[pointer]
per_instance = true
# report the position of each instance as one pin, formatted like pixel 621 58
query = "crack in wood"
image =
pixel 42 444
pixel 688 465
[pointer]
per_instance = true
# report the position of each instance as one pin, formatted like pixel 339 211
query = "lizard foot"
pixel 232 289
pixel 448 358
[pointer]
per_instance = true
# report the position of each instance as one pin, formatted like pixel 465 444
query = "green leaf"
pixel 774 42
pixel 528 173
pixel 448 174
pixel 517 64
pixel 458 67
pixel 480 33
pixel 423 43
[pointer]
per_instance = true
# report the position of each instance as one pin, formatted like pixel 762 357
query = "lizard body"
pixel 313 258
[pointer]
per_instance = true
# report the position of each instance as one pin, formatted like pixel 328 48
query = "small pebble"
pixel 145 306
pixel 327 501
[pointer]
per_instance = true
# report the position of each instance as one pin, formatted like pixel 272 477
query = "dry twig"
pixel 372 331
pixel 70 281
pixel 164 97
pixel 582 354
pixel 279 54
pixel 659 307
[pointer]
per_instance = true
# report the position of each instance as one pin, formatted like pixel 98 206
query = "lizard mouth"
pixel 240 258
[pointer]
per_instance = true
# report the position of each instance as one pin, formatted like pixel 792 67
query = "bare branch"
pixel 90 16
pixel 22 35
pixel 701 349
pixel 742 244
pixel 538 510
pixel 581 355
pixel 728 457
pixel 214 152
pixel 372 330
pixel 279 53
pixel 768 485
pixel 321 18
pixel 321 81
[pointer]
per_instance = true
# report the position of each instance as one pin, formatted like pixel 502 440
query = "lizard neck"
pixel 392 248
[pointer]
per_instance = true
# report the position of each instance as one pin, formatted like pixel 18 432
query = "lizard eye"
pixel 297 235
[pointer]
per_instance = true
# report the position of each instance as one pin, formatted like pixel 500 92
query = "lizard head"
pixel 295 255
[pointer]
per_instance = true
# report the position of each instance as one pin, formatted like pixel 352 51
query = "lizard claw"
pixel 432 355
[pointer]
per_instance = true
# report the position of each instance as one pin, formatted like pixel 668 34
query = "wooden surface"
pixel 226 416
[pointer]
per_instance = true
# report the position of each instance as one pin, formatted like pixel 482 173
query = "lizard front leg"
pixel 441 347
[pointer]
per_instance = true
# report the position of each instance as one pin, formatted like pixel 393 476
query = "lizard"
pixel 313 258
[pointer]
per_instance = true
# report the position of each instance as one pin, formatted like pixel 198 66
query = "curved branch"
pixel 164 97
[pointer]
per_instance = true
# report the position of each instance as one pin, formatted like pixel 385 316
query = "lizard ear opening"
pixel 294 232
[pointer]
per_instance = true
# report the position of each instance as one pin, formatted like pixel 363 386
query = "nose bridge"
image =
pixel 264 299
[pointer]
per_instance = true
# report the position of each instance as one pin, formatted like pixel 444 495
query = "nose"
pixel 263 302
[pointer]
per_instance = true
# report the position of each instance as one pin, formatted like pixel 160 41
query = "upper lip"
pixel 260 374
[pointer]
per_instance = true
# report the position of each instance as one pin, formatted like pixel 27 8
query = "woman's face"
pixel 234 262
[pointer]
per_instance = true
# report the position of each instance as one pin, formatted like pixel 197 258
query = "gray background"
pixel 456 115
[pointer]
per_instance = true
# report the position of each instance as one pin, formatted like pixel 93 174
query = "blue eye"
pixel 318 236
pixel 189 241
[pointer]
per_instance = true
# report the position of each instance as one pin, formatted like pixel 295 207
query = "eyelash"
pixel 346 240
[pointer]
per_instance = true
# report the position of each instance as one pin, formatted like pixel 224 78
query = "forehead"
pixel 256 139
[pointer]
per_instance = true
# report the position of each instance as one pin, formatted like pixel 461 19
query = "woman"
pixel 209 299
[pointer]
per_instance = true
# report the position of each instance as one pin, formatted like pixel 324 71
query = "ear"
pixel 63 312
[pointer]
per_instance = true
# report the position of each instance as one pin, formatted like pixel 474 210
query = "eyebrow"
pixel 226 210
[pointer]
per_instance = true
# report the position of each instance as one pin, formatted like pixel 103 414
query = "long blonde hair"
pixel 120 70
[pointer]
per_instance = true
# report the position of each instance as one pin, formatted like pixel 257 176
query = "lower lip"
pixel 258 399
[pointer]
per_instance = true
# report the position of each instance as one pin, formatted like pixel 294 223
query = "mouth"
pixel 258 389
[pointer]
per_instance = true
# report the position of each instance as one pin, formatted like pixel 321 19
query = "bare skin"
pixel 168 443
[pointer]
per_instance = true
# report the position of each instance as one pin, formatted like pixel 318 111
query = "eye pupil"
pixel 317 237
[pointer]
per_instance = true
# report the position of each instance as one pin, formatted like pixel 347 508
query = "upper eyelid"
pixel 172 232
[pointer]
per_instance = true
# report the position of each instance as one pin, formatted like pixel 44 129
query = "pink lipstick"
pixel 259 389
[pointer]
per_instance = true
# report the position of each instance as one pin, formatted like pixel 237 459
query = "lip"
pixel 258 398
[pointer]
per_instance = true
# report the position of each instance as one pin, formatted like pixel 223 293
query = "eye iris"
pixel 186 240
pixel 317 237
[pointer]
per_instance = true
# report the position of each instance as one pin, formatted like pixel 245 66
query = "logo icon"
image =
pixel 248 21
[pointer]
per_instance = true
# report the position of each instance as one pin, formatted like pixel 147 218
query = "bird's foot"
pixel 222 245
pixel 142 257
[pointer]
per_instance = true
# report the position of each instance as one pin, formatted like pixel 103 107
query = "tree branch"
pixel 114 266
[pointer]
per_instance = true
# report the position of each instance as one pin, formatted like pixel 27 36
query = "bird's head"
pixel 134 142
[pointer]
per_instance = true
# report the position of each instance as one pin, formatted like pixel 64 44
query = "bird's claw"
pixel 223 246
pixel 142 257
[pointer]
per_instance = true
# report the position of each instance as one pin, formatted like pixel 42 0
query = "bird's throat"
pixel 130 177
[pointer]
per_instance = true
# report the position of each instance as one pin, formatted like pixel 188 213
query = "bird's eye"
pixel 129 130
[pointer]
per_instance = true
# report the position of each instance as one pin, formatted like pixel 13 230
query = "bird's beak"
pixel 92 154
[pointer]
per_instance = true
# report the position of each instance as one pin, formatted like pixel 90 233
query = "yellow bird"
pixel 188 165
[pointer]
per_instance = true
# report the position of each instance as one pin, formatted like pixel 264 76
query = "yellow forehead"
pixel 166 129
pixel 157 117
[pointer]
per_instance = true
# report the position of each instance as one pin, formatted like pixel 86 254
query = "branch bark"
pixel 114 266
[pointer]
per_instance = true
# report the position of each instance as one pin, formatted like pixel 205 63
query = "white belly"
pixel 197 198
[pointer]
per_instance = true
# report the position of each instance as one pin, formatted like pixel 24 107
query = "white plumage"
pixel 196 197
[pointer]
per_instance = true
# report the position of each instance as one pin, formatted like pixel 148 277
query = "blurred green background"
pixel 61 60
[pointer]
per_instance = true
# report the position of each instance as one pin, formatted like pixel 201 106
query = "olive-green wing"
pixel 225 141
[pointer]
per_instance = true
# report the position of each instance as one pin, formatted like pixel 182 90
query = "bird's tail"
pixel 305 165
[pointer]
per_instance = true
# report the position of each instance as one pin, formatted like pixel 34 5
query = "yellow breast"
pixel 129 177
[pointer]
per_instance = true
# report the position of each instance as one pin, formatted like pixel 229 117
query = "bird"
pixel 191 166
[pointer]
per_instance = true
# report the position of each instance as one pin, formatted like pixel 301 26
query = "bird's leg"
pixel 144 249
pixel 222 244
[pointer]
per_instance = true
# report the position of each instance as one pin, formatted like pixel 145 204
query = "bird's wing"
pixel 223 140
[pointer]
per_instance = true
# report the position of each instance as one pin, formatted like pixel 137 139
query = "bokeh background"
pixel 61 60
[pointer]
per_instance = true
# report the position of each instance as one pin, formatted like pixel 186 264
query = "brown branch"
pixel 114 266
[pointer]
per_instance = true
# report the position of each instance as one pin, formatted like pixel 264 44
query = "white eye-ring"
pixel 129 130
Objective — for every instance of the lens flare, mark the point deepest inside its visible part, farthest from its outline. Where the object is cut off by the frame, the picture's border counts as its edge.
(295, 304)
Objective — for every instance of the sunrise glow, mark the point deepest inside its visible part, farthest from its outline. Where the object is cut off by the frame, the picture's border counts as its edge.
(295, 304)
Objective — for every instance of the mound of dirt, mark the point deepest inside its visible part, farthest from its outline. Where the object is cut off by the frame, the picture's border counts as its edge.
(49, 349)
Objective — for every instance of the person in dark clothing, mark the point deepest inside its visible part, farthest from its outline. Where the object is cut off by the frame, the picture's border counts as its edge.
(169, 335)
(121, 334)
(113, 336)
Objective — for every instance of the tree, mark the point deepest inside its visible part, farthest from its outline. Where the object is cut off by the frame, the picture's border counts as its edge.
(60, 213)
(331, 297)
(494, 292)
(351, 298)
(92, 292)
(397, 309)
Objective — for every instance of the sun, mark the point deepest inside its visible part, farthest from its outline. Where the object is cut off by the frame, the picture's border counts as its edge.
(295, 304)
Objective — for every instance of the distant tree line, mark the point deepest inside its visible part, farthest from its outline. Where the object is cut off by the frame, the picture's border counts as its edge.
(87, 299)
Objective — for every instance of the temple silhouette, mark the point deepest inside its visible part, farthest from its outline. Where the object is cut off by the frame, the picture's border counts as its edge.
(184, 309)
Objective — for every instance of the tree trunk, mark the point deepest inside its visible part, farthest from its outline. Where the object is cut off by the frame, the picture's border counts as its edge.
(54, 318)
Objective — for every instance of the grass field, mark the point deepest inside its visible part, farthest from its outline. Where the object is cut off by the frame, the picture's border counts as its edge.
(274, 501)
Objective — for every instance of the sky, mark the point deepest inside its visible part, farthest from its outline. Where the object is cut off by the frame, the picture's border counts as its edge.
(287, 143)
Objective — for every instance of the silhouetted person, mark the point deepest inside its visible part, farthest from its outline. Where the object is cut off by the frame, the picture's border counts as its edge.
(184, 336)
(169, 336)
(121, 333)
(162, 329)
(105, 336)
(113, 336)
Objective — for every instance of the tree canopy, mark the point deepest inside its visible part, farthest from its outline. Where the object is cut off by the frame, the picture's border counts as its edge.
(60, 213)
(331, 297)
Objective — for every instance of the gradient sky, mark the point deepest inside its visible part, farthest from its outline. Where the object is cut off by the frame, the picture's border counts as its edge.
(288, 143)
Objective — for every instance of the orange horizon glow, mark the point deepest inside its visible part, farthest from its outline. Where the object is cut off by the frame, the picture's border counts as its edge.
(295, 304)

To do ::
Looking at the entries above, can you reproduce exactly the lines from the one that holds "pixel 762 357" through the one that holds "pixel 328 48", and only those?

Expected answer ::
# report the position of each instance as one pin, formatted like pixel 762 357
query = "lizard body"
pixel 313 258
[pointer]
per_instance = true
# report the position of each instance as one pin, formatted like pixel 328 48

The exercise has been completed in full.